*** Opening of SELECTED EXTRACT ***

About 252 million years ago, Earth suffered the biggest mass extinction event in its history, known as the Great Dying. The atmosphere filled with carbon, the planet baked in a warmer climate, and the oceans acidified. When it was over, 90% of all species on the planet were extinct.
Scientists have long blamed volcanoes for triggering this catastrophe by pumping the atmosphere full of greenhouse gases. But a team of scientists have identified a new suspect: life itself, in the form of microbes.
In this scenario, microbes called methanogens evolved to gorge themselves on the organic remains of dying species, emitting methane as a byproduct. They pumped the atmosphere full of methane, raising the temperature and nearly wiping out life. The research, first presented by team leader Daniel Rothman at the annual conference of the American Geophysical Union in December 2012, was published online this week in the Proceedings of the National Academy of Sciences.
But although this scenario is plausible, it’s not airtight—the evidence is largely circumstantial.

*** Close of SELECTED EXTRACT ***

▶ _WHAT THIS EXERCISE ASKS_:
1. In the passage on the Great Dying, list every change it says happened to the air, the climate, and the oceans.
2. Carry the passage on the Great Dying forward with a few more sentences, starting after its last sentence.

*** Opening of DATA EXCERPTS ***

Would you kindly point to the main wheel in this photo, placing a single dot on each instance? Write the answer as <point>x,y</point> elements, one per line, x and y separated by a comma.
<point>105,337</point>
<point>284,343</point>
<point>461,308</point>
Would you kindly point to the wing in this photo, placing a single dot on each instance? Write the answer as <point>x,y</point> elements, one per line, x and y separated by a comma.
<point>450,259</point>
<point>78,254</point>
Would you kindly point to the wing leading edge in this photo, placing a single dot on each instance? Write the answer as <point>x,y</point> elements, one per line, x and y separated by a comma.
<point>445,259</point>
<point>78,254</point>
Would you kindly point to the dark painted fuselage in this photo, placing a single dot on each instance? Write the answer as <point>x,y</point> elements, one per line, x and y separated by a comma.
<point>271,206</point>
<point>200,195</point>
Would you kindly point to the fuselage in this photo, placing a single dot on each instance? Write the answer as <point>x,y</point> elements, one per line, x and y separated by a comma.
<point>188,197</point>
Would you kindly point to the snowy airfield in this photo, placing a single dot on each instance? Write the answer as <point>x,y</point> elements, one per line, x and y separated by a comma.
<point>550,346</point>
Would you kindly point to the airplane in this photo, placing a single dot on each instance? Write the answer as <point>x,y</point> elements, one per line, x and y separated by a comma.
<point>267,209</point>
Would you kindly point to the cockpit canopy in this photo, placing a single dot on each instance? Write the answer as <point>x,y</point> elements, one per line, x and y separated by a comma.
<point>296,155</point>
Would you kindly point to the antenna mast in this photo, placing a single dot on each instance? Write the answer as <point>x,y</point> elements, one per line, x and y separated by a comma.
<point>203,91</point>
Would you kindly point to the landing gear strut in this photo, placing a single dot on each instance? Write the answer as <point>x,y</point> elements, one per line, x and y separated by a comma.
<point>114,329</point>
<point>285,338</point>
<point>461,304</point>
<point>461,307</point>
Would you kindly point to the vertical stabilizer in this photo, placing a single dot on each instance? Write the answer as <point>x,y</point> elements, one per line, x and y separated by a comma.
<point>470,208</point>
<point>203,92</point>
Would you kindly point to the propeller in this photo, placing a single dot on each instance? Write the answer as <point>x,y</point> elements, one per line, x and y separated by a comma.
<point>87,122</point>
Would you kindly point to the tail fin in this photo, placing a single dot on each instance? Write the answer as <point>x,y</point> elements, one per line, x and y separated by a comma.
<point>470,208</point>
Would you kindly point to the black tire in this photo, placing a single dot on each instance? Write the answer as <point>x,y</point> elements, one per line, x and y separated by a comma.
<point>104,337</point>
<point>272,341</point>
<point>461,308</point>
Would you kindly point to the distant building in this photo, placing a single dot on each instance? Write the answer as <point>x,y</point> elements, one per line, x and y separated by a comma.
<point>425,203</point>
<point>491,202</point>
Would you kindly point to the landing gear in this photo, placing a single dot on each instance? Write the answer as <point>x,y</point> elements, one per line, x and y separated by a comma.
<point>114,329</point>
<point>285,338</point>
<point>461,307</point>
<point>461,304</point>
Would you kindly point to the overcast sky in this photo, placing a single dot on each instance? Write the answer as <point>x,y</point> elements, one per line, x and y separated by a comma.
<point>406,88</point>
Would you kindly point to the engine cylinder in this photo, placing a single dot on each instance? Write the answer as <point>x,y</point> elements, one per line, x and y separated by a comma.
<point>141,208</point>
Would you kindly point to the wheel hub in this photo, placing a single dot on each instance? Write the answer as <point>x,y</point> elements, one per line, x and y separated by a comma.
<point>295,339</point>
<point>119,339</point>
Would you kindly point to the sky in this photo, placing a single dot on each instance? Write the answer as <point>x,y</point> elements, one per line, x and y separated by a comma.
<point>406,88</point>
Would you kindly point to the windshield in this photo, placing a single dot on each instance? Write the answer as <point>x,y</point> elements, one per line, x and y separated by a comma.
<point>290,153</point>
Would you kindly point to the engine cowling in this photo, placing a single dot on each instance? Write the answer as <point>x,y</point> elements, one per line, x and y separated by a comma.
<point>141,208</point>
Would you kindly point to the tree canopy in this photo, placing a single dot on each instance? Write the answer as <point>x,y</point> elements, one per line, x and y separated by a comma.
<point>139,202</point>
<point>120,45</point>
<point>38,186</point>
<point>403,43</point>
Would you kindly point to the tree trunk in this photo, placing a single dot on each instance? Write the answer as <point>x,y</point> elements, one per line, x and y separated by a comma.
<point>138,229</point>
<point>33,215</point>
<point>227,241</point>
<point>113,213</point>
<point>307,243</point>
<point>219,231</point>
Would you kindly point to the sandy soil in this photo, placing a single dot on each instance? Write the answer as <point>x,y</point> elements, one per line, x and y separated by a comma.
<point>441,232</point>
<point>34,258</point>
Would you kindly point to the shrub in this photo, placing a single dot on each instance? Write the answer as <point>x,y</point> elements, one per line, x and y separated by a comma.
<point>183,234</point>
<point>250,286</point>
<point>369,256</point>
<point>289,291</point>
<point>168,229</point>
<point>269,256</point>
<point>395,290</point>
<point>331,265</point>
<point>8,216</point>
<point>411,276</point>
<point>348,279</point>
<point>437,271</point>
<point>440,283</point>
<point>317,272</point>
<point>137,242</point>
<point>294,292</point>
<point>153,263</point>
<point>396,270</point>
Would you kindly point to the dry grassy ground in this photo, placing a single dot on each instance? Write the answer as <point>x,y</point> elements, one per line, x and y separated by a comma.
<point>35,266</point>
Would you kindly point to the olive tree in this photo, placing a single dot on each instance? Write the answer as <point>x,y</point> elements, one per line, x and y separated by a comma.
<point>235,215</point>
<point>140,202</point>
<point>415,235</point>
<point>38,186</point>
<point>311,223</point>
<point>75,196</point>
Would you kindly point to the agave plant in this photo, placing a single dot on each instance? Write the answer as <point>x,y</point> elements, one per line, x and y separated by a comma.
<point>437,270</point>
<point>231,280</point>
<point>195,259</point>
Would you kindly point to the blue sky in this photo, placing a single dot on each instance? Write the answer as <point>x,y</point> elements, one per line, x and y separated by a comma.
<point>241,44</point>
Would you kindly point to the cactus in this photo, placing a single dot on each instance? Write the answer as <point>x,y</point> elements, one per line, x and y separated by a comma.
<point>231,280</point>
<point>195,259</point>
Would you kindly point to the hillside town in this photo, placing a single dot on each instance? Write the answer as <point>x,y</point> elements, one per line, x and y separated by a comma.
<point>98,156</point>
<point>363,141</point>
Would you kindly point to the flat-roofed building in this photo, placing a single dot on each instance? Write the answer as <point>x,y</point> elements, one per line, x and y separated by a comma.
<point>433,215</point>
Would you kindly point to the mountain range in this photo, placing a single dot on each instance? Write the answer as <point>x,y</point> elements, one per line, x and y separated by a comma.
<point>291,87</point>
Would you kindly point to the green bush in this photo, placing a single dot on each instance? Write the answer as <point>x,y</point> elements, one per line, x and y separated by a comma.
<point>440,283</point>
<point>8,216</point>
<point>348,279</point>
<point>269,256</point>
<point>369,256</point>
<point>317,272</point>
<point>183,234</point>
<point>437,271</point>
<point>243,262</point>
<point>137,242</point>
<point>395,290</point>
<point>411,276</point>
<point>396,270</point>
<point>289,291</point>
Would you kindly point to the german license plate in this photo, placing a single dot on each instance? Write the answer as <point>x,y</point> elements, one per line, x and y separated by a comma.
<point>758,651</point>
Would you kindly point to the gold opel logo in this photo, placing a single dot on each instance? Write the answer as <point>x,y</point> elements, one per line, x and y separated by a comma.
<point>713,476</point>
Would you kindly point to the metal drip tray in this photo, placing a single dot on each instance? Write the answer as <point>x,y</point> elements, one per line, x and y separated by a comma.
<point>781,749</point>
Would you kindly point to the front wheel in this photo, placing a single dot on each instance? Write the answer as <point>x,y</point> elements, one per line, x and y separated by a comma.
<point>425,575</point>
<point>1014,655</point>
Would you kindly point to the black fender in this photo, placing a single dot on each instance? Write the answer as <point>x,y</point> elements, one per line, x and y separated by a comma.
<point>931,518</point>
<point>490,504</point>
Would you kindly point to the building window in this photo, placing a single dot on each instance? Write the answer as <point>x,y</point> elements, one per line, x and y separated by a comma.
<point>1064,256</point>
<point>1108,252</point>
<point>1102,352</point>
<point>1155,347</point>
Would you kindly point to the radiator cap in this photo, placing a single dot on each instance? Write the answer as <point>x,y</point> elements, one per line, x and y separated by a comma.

*** Close of DATA EXCERPTS ***

▶ _RESULTS BY TASK_:
1.
- The atmosphere filled with carbon.
- The planet baked in a warmer climate.
- The oceans acidified.

2.
Rothman and his team first speculated that microbes were behind the Great Dying based on the speed at which heat-trapping carbon moved from the atmosphere into Earth’s oceans about 252 million years ago. Based on measurements from southern China and Austria, the team found it happened at an exponential rate. This, they argue, is the fingerprint of the exponential explosion of life, not volcanic activity. The carbon from volcanoes would have seeped into the ocean more gradually, slowing down as the ocean became saturated with carbon. But an exploding population of methane-producing organisms in the oceans could have kept belching the gas even after the oceans were saturated.
There’s another piece of evidence: sometime within the last 500 million years, one class of methanogens, called Methanosarcina , evolved a new way to metabolize carbon in the form of acetate, a compound that would have been plentiful in ocean sediments littered with dead plants, animals, and microbes. The team analyzed the genomes of 50 methanogens, including direct descendants from the mutation as well as distant cousins, to pinpoint when the mutation occurred. By simulating gene mutation rates, they estimate the shift occurred 240 million years ago, give or take about 41 million years. That puts it at around the time of the Great Dying. It would have given the hungry microbes a new food source, allowing them to convert acetate into methane and furthering a vicious cycle where methane caused extinctions, deaths produced acetate, and microbes produced more methane. It’s a classic recipe for exponential growth.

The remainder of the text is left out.